Reproduce the lines below verbatim, starting at the line that contains "Could you point out the yellow" and ending with the final line of the records.

** Begin Given records **

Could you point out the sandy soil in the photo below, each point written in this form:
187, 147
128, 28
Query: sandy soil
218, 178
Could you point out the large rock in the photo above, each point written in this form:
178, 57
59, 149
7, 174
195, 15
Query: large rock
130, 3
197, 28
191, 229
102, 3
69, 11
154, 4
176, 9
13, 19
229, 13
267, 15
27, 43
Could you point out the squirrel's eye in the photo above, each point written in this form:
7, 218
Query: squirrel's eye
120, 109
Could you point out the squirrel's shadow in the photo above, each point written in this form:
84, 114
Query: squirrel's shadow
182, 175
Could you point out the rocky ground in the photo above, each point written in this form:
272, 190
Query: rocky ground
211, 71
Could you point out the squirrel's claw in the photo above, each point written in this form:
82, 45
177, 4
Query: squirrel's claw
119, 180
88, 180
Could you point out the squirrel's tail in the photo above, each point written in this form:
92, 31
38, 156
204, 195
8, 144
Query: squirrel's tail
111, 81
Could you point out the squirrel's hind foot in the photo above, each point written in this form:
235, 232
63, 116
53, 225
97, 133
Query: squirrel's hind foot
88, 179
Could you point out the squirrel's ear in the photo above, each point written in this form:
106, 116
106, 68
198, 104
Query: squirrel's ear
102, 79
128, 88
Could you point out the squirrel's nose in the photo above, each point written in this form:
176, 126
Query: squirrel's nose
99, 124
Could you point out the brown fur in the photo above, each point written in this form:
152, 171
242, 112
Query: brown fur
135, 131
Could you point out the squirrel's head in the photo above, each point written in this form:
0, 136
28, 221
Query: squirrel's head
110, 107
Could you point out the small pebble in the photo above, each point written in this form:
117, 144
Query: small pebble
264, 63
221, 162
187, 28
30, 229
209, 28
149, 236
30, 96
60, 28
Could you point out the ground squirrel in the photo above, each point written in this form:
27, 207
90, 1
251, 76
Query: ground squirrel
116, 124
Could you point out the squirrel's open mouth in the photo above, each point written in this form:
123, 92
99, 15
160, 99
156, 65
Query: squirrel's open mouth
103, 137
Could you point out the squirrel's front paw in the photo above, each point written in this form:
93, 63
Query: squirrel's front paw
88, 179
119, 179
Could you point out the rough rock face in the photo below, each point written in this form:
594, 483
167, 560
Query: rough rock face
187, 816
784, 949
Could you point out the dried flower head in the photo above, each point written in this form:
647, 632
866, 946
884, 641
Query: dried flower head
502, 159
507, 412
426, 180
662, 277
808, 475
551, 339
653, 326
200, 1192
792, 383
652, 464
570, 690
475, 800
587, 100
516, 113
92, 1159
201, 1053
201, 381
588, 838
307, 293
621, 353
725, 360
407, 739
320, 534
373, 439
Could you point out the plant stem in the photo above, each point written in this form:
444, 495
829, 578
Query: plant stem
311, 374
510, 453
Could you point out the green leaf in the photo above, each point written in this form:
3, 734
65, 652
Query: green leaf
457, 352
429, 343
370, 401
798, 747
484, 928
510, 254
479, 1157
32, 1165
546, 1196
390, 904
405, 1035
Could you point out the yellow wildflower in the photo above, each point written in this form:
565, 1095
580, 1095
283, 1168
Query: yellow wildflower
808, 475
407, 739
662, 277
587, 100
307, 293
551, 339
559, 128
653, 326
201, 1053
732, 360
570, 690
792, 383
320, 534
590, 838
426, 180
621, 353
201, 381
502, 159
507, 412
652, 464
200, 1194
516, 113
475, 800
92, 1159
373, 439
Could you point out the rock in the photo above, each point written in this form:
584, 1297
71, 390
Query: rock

** End Given records **

* Complete output
Could you point out the yellow wildflower in the photo above, each point written in this form:
565, 1095
580, 1095
283, 1168
Query: yellow wildflower
808, 475
407, 739
662, 277
587, 100
307, 293
551, 339
559, 128
653, 326
201, 1053
732, 360
570, 690
792, 383
320, 534
590, 838
426, 180
621, 353
201, 381
502, 159
507, 412
652, 464
200, 1194
516, 113
475, 800
92, 1159
373, 439
Could you point out the rock in the photo above, each point written in this form:
584, 1297
71, 390
Query: rock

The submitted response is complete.